• **Input records**
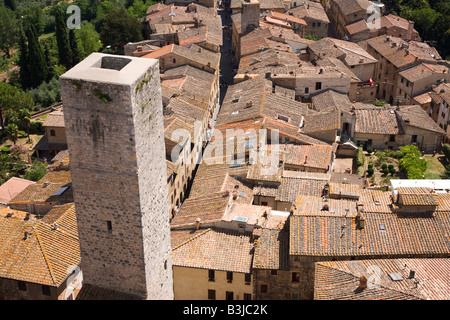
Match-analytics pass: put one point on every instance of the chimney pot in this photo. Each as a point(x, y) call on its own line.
point(363, 282)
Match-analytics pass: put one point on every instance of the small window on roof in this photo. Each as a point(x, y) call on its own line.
point(284, 118)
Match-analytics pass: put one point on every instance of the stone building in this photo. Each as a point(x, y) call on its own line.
point(114, 119)
point(40, 257)
point(54, 139)
point(382, 279)
point(55, 188)
point(325, 230)
point(394, 55)
point(314, 15)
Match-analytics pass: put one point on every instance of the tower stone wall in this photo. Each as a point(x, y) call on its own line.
point(250, 15)
point(114, 121)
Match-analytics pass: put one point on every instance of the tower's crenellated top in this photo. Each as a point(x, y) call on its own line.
point(108, 68)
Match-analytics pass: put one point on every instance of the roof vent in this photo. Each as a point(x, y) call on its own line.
point(363, 282)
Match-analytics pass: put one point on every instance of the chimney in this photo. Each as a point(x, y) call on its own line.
point(250, 15)
point(197, 223)
point(363, 282)
point(410, 31)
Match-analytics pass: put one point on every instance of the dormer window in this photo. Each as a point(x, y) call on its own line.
point(284, 118)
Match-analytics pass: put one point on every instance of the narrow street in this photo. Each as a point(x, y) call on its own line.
point(227, 60)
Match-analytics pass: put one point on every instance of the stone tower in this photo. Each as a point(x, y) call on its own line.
point(114, 121)
point(250, 15)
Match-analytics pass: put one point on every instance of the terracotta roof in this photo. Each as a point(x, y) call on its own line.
point(47, 254)
point(54, 119)
point(339, 280)
point(310, 10)
point(322, 121)
point(377, 121)
point(272, 250)
point(193, 53)
point(416, 199)
point(344, 190)
point(415, 116)
point(316, 232)
point(252, 99)
point(91, 292)
point(348, 7)
point(314, 156)
point(330, 100)
point(424, 70)
point(349, 52)
point(44, 190)
point(216, 249)
point(391, 49)
point(13, 187)
point(208, 209)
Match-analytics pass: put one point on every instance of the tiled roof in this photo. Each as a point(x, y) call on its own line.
point(314, 156)
point(46, 254)
point(193, 53)
point(310, 10)
point(423, 70)
point(412, 51)
point(54, 119)
point(322, 121)
point(418, 199)
point(251, 99)
point(90, 292)
point(349, 52)
point(325, 233)
point(330, 100)
point(13, 187)
point(345, 190)
point(339, 280)
point(415, 116)
point(208, 209)
point(272, 250)
point(216, 249)
point(377, 121)
point(348, 7)
point(44, 189)
point(264, 4)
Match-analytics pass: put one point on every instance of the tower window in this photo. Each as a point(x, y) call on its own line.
point(109, 226)
point(46, 291)
point(22, 286)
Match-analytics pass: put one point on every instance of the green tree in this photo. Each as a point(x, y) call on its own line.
point(89, 38)
point(119, 28)
point(138, 9)
point(12, 98)
point(76, 54)
point(24, 74)
point(64, 50)
point(412, 163)
point(12, 131)
point(9, 30)
point(37, 171)
point(37, 66)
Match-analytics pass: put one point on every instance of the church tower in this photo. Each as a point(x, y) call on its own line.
point(114, 121)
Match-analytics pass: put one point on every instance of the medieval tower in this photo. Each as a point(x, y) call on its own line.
point(114, 120)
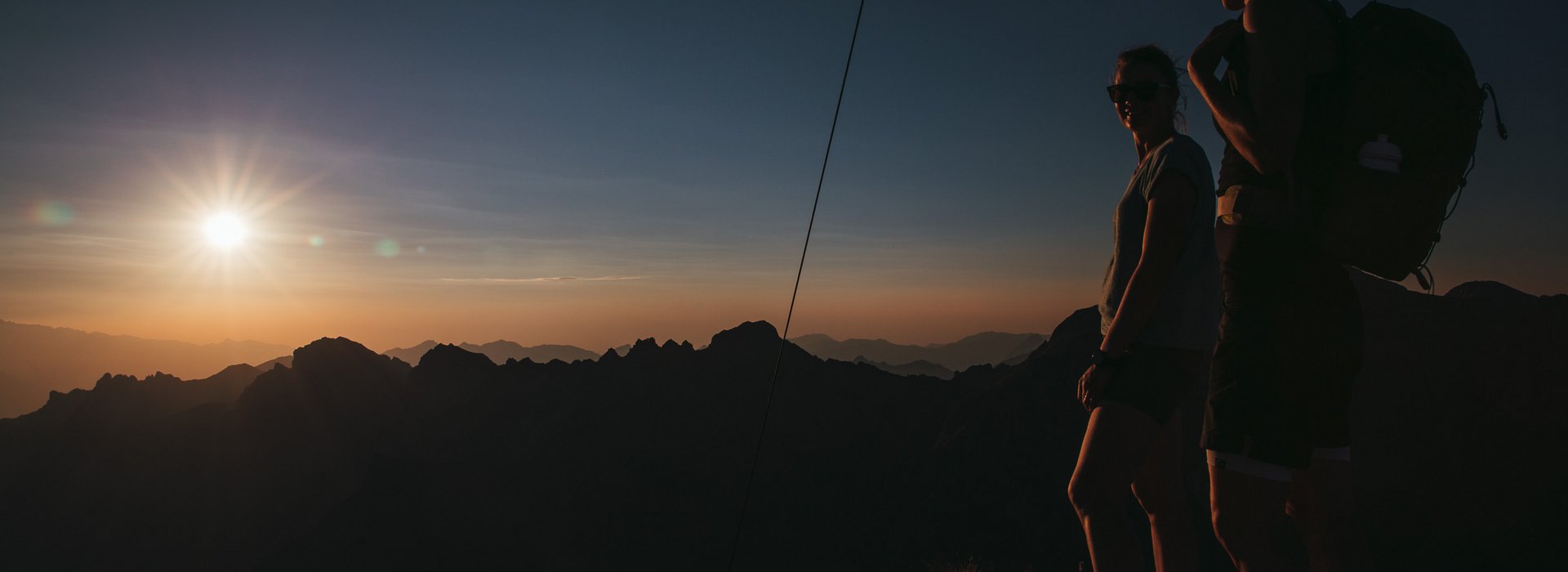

• **What you have to do**
Copy the stretch of rows from the line containing "of the medieval" through the end of the rows, both ends included, and omit the pictures.

• **Solution to the problem**
Match-analytics pass: put one point on every instance of the medieval tower in this photo. Each as a point(x, y) call on its own line.
point(114, 120)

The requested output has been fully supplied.